### DATA PROVIDED
* * *
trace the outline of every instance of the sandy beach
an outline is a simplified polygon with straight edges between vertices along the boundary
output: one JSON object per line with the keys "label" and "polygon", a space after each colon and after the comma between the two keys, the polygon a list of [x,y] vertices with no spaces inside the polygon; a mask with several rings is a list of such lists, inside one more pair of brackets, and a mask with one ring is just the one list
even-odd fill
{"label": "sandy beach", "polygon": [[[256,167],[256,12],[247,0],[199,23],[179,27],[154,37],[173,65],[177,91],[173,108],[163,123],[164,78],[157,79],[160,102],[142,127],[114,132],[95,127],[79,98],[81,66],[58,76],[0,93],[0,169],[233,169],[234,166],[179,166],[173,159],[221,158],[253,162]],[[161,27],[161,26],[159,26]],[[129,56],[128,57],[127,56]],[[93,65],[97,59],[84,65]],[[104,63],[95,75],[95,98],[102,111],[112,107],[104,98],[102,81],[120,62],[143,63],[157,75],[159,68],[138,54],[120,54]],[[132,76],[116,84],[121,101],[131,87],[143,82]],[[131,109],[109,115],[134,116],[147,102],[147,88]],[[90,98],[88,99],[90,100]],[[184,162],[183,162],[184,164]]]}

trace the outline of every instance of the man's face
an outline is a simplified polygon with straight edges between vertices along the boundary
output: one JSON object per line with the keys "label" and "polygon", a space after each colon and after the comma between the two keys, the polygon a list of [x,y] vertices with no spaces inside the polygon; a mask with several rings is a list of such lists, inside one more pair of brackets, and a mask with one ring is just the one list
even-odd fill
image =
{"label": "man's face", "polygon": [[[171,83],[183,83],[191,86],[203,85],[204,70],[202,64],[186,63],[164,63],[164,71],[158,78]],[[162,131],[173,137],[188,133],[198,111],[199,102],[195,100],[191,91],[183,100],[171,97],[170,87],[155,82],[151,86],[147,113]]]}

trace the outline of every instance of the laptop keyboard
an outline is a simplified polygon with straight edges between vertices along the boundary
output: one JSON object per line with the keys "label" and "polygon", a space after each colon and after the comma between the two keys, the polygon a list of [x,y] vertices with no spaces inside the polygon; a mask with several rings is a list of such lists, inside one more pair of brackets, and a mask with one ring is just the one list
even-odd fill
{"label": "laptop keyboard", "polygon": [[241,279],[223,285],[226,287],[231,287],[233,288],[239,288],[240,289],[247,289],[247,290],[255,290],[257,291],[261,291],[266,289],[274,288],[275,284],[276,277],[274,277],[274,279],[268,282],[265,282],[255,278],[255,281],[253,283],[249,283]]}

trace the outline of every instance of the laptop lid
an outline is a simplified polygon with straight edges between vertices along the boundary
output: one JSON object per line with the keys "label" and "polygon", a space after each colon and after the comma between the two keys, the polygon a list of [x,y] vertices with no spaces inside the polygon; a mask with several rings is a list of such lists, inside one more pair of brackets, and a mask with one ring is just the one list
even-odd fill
* * *
### EXERCISE REQUIREMENTS
Return each line above that contains the word "every", copied in full.

### COMPLETED TASK
trace the outline of every instance of the sandy beach
trace the outline of every instance of the man's face
trace the outline of every instance of the laptop keyboard
trace the outline of every instance of the laptop lid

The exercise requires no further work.